Instructions for the task:
Please rewrite every row below, changing "Diagnostic Quiz" to "Review Quiz" wherever it appears and leaving everything else as it is.

Material to process:
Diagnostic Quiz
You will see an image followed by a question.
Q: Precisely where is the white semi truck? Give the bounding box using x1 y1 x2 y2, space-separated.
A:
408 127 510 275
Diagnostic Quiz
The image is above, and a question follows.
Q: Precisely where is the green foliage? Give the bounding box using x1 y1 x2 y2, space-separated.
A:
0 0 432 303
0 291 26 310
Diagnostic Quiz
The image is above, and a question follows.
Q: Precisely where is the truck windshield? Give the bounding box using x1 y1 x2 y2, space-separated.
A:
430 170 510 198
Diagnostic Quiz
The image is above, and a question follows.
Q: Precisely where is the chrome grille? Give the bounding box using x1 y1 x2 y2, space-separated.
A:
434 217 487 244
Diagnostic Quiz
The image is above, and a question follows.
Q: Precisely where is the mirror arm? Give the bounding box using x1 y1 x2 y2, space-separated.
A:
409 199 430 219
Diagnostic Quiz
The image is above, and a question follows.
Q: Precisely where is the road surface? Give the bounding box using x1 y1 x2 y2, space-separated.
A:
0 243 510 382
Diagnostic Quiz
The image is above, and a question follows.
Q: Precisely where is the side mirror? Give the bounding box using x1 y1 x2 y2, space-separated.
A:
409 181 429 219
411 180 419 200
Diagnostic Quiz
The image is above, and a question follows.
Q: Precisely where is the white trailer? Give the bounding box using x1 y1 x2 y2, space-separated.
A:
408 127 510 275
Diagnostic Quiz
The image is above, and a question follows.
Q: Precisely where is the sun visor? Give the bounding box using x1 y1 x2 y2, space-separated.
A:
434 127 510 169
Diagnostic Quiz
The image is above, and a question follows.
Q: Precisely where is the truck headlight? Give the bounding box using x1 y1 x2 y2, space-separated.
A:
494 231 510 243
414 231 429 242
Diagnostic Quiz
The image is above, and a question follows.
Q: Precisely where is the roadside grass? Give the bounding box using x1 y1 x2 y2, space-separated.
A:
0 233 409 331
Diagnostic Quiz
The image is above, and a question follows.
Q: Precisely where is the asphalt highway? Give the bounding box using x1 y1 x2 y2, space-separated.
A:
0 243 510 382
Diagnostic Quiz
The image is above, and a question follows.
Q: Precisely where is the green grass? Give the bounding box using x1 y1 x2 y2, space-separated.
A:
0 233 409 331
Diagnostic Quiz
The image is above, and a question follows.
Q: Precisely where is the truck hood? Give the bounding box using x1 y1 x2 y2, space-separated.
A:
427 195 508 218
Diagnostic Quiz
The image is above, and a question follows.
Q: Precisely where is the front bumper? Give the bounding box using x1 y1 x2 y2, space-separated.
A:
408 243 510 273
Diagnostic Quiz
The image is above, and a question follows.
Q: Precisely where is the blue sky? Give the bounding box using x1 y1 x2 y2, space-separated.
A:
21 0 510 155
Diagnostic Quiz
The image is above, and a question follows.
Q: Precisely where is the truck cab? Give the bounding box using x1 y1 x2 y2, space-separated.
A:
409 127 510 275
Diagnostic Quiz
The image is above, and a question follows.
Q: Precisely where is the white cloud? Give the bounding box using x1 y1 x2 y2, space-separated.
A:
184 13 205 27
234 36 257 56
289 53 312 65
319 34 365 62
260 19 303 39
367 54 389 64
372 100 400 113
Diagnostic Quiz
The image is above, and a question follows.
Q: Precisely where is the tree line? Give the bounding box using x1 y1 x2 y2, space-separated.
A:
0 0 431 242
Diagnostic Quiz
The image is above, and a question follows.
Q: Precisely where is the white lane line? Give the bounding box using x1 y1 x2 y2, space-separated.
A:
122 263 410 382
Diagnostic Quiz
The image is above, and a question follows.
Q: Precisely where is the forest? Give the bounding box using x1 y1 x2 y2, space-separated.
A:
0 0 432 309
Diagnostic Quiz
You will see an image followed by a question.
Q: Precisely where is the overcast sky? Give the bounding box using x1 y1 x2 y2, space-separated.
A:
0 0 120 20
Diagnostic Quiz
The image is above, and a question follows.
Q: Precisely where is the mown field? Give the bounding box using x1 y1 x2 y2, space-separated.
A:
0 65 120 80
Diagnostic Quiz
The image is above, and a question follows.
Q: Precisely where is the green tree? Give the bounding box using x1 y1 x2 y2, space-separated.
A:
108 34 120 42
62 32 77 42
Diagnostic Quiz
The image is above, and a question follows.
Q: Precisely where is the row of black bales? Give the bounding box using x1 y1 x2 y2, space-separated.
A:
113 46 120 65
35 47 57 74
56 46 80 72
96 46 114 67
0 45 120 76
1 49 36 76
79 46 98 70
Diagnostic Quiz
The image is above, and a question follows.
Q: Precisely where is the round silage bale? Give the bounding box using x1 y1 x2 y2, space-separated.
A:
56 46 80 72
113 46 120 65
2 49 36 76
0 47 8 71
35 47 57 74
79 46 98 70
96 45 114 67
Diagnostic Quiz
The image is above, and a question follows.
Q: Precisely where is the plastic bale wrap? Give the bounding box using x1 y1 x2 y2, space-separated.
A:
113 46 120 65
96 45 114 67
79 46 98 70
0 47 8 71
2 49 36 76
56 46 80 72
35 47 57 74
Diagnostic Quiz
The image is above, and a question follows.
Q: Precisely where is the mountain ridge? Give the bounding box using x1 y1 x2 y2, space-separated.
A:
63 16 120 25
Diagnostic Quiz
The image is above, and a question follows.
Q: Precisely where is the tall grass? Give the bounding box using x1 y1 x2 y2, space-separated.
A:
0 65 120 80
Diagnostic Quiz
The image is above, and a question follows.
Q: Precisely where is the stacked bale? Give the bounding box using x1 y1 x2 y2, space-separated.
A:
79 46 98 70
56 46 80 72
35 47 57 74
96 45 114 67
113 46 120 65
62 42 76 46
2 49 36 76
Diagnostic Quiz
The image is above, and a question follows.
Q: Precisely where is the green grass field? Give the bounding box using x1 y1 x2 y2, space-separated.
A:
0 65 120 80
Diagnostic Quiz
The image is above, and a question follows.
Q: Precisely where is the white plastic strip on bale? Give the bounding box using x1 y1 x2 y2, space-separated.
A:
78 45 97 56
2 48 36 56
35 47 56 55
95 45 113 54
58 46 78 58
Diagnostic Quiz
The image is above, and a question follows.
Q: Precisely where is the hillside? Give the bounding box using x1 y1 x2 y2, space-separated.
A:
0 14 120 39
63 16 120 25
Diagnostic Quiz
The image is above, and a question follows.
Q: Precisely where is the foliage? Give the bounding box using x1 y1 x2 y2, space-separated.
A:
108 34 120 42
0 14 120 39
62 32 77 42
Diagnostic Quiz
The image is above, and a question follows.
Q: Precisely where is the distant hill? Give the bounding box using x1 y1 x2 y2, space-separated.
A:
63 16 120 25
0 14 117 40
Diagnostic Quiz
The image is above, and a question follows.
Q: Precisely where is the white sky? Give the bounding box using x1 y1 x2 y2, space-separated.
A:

Task answer:
Review Quiz
You will see an image followed by a question.
Q: Precisely where is the white semi truck? Give the bounding box using x1 y1 x2 y2, space-separated.
A:
408 127 510 275
Review Quiz
The image is above, and a question follows.
Q: Precisely where is the green foliage? Give the bounding box using x1 y1 x2 y2, space-separated.
A:
0 0 432 303
0 291 26 310
Review Quiz
The image is above, and a question follows.
Q: Precisely where is the truck windshield? Give the bounding box using x1 y1 x2 y2, space-separated.
A:
430 170 510 198
Review Quiz
The image is above, and a question follows.
Q: Precisely where is the chrome grille? Give the bounding box using x1 y1 x2 y2, space-separated.
A:
434 217 487 244
Review Quiz
The image is above, and a question follows.
Q: Precisely where is the mirror arm? Give the bounding box using x1 y1 x2 y2, space-separated.
A:
409 199 430 219
Review Quiz
The image is above, and a question follows.
Q: Precisely where is the road surface? Give the bounding box using x1 y1 x2 y2, space-separated.
A:
0 243 510 382
Review Quiz
The image is above, and a question follows.
Q: Precisely where is the side mirror? Give the bounding box using x1 y1 x2 y2, space-separated.
A:
409 181 429 219
411 180 419 200
Review Quiz
The image is above, and a question follows.
Q: Precisely where is the white trailer? Give the bounding box using x1 y1 x2 y2, space-separated.
A:
408 127 510 275
Review Quiz
The image is above, and a question follows.
Q: Precisely where is the sun visor? Give the bounding box using x1 y1 x2 y2, space-separated.
A:
434 127 510 169
Review Quiz
The image is above, and a question follows.
Q: Precisely where is the truck headlight? Give the bounding box using x1 y1 x2 y2, space-separated.
A:
494 231 510 243
414 231 429 242
Review Quiz
The image is above, and a question follows.
Q: Precisely where is the roadside grass? Give the bounding box using x1 y1 x2 y2, space-separated.
A:
0 233 409 331
Review Quiz
The image is above, and a question follows.
Q: Precisely where is the asphalt highway? Give the bounding box using x1 y1 x2 y2, space-separated.
A:
0 243 510 382
Review Quiz
The image is above, and a question follows.
Q: Precisely where is the green grass? Give the bounding box using x1 y1 x2 y2, space-separated.
A:
0 233 409 331
Review Quiz
The image is above, and a question follows.
Q: Precisely where is the truck hood? Give the bounding box using x1 y1 x2 y2, space-separated.
A:
427 195 508 218
Review Quiz
The image is above, and a question follows.
Q: Precisely where is the front bumper? Give the bounding box using x1 y1 x2 y2, space-separated.
A:
408 243 510 273
Review Quiz
The image is above, and a question follows.
Q: Precisely where is the blue sky? Give the bounding box using x1 y1 x2 y2, space-separated.
A:
21 0 510 155
Review Quiz
The image is above, and a question follows.
Q: Precisely where is the truck cab? Give the bounding box using x1 y1 x2 y2, space-separated.
A:
409 127 510 275
Review Quiz
The image is above, and a question follows.
Q: Precisely where is the white cloud? Give the bounding box using x1 y1 x2 y2, space-separated.
A:
184 13 205 27
234 36 257 56
289 53 312 65
319 34 365 62
260 19 303 39
367 54 389 64
372 100 400 113
Review Quiz
The image is above, and a question follows.
Q: Precisely where is the tree line? Give the bounding box using x1 y1 x2 y2, space-separated.
A:
0 0 431 242
Review Quiz
The image is above, and a question follows.
Q: Precisely where is the white lane line? Give the bounding box using x1 y1 x2 y2, space-separated.
A:
122 263 410 382
Review Quiz
The image is above, and a question follows.
Q: Precisely where is the forest? Give the bounding box using x1 y1 x2 y2, space-separated.
A:
0 0 432 309
Review Quiz
You will see an image followed by a question.
Q: Precisely where is the overcast sky? Give the bounding box using x1 y1 x2 y2, space-separated.
A:
0 0 120 20
Review Quiz
The image is above, and a question follows.
Q: Precisely where is the mown field? Give the bounding box using x1 y1 x2 y2, space-separated.
A:
0 65 120 80
Review Quiz
The image is above, and a question follows.
Q: Precisely where is the green tree? Give the bounding box using x1 y1 x2 y2, space-separated.
A:
108 34 120 42
62 32 77 42
Review Quiz
The image is above, and a question follows.
Q: Precisely where is the row of black bales? Give the bounding box using x1 y1 x2 y2, space-separated.
A:
113 46 120 65
35 47 57 74
56 46 80 72
96 46 114 67
0 45 120 76
1 49 36 76
79 46 98 70
Review Quiz
The image is above, and a question follows.
Q: Precisely where is the round silage bale? Give the bounding box using x1 y1 x2 y2, space-separated.
A:
56 46 80 72
113 46 120 65
2 49 36 76
0 47 8 71
35 47 57 74
79 46 98 70
96 45 114 67
Review Quiz
The image is above, and a question follows.
Q: Precisely where is the plastic bale wrap? Give the bounding box using x1 y1 x2 y2, space-separated.
A:
113 46 120 65
96 45 114 67
79 46 98 70
0 47 8 71
2 49 36 76
56 46 80 72
35 47 57 74
Review Quiz
The image is above, and a question follows.
Q: Precisely where is the mountain ridge? Give the bounding box using x1 y1 x2 y2, space-separated.
A:
63 16 120 25
Review Quiz
The image is above, and a question follows.
Q: Precisely where is the tall grass? Give the bounding box using x1 y1 x2 y2, space-separated.
A:
0 65 120 80
Review Quiz
The image is above, and a question follows.
Q: Precisely where is the stacked bale? Give the bounding box using x1 y1 x2 y2, space-separated.
A:
79 46 98 70
56 46 80 72
35 47 57 74
96 45 114 67
113 46 120 65
62 42 76 46
2 49 36 76
Review Quiz
The image is above, and a question follows.
Q: Precisely where is the green grass field? Give the bounding box using x1 y1 x2 y2, space-separated.
A:
0 65 120 80
Review Quiz
The image is above, and a question follows.
Q: Precisely where is the white plastic strip on bale? Give the bounding box using x1 y1 x2 y2, space-separated.
A:
78 45 97 56
2 48 36 56
35 47 56 55
95 45 113 54
58 46 78 58
Review Quiz
The image is above, and a question follows.
Q: Precisely where is the hillside? Give the bounding box using x1 y1 x2 y2, space-separated.
A:
0 14 120 39
63 16 120 25
Review Quiz
The image is above, and a question follows.
Q: Precisely where is the foliage? Give the bounding box using x1 y1 x2 y2, space-separated.
A:
108 34 120 42
0 14 120 39
62 32 77 42
Review Quiz
The image is above, and a question follows.
Q: Precisely where is the distant hill? Give the bounding box using x1 y1 x2 y2, space-separated.
A:
63 16 120 25
0 14 117 40
Review Quiz
The image is above, and a question follows.
Q: Precisely where is the white sky? Give the bounding box using x1 y1 x2 y2, space-separated.
A:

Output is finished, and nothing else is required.